Quote every one of the records below word for word, leaving the pictures out of your answer.

= Given information =
============
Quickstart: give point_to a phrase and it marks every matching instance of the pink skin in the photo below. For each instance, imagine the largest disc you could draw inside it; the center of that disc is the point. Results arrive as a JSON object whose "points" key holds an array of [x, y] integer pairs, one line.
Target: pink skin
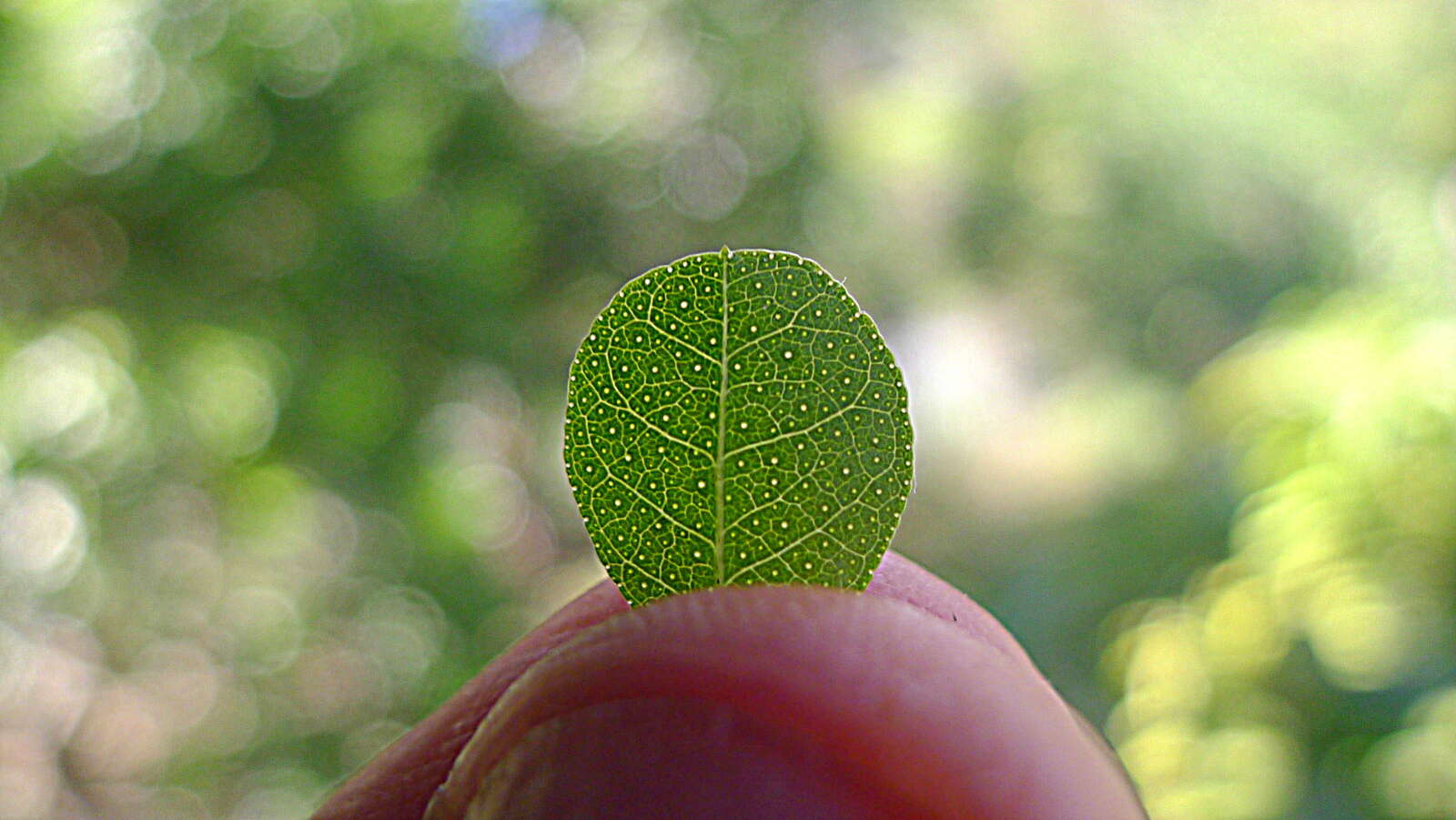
{"points": [[907, 701]]}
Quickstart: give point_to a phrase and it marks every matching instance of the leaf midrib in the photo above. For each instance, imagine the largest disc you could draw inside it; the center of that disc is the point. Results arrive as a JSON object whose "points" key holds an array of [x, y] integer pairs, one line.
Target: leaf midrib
{"points": [[723, 422]]}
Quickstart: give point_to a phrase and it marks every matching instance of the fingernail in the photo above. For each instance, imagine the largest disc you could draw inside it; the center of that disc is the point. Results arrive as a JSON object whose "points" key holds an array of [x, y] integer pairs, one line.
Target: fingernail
{"points": [[667, 757]]}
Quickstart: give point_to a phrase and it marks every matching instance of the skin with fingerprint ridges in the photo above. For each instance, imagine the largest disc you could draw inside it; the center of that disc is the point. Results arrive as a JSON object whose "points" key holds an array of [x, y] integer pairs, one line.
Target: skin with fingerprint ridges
{"points": [[734, 419]]}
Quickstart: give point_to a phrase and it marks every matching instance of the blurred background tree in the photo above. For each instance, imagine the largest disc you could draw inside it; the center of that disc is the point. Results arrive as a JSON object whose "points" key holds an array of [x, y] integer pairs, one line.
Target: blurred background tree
{"points": [[288, 290]]}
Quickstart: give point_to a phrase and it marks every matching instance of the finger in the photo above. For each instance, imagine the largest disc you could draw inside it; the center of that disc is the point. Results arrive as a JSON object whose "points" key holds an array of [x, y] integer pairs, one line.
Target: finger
{"points": [[764, 744]]}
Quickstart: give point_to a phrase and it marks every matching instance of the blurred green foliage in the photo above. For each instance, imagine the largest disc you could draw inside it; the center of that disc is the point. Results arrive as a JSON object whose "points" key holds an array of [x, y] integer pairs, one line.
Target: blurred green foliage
{"points": [[288, 290]]}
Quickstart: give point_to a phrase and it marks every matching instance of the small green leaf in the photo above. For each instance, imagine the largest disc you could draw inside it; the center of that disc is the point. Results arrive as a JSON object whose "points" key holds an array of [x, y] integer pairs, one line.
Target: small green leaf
{"points": [[734, 419]]}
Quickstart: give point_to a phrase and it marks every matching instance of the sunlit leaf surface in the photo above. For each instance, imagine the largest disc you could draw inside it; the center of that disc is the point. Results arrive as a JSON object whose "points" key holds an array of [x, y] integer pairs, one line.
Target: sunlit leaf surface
============
= Answer to this problem =
Quickstart: give point_to a phrase and it marks every matching instance of the pink skin in the photo below. For each instance, imagine the largest disc you could draw inside it; the center of that disc is the point. Results arrive as a JSON object whose "points" key holds an array of [x, y] integer pairs, one line.
Target: pink skin
{"points": [[907, 701]]}
Quickstart: give point_to a phrase and it marks every matching instance of the leaf midrib in the photo above. For each instance, imagine the largest disc you could draw inside it; the center of that disc is the point. Results arrive as a JSON object whose "points" key holds an array of [x, y] integer pairs, one line.
Target: leaf midrib
{"points": [[723, 422]]}
Quickstart: give point_to a phrase and it marks every matching instance of the fingernail in the photo above. For each instance, imagine the largest disc you could draw inside it; the center of that disc is the point. Results arrive as a JSON object whose "points" key holds an array of [x, y] integer pairs, one line.
Target: fingernail
{"points": [[667, 757]]}
Quickstart: give point_to a phrase and it marks every matching instance of the skin with fingerprint ridges in the photo above. For each instance, imagine the largest disc you could draw inside it; the center of that disc is the point. Results arrive as a JSON object whose "points" key holds an array of [x, y] integer pairs, one line.
Target: skin with fingerprint ridges
{"points": [[734, 419]]}
Quickstart: give point_to a phrase and it marks every matching instance of the blurred background tree in the photo above. For each instance, imagine the largest disc you could draw inside it; the center of that disc is the point. Results arrive as a JSON object whose "points" key holds an array of [x, y] integer pairs, one line.
Target: blurred background tree
{"points": [[288, 290]]}
Quickstart: give point_to a phrase and it marks every matching instance of the finger in the photo above. For each instance, imagine the largest disc you could draw inside it; the center of that disc is the point. Results arrive as a JSON object whose "points" key holds an array of [x, y] integer pairs, one line.
Target: finger
{"points": [[764, 744]]}
Quickstart: give point_to a phrase and it marks every matching instance of the blurred green foliage in the photo above. For each instance, imagine the largest disc you could draw inside it; the center of that disc is the point. Results arrive as a JSON object whose "points" key holds an array of [x, y] integer pairs, one line.
Target: blurred green foliage
{"points": [[288, 290]]}
Quickstart: give point_to a phrase and it marks every matching instance of the small green leaf in the photo above. For each instance, imagine the largest disc you could draw inside it; the center of that disc is the point. Results arrive as a JSON object whose "points" key holds an array of [x, y] integer pairs, one line.
Target: small green leaf
{"points": [[734, 419]]}
Quickstart: give point_to a phrase and it marks every matching instance of the sunlit leaf surface in the photo above. For each instance, imagine the largest disc you could draw inside it; the center of that disc is the point. Results arrive as a JSON object whose "points" key holds an array of [x, y] integer pairs, one line.
Target: sunlit leaf surface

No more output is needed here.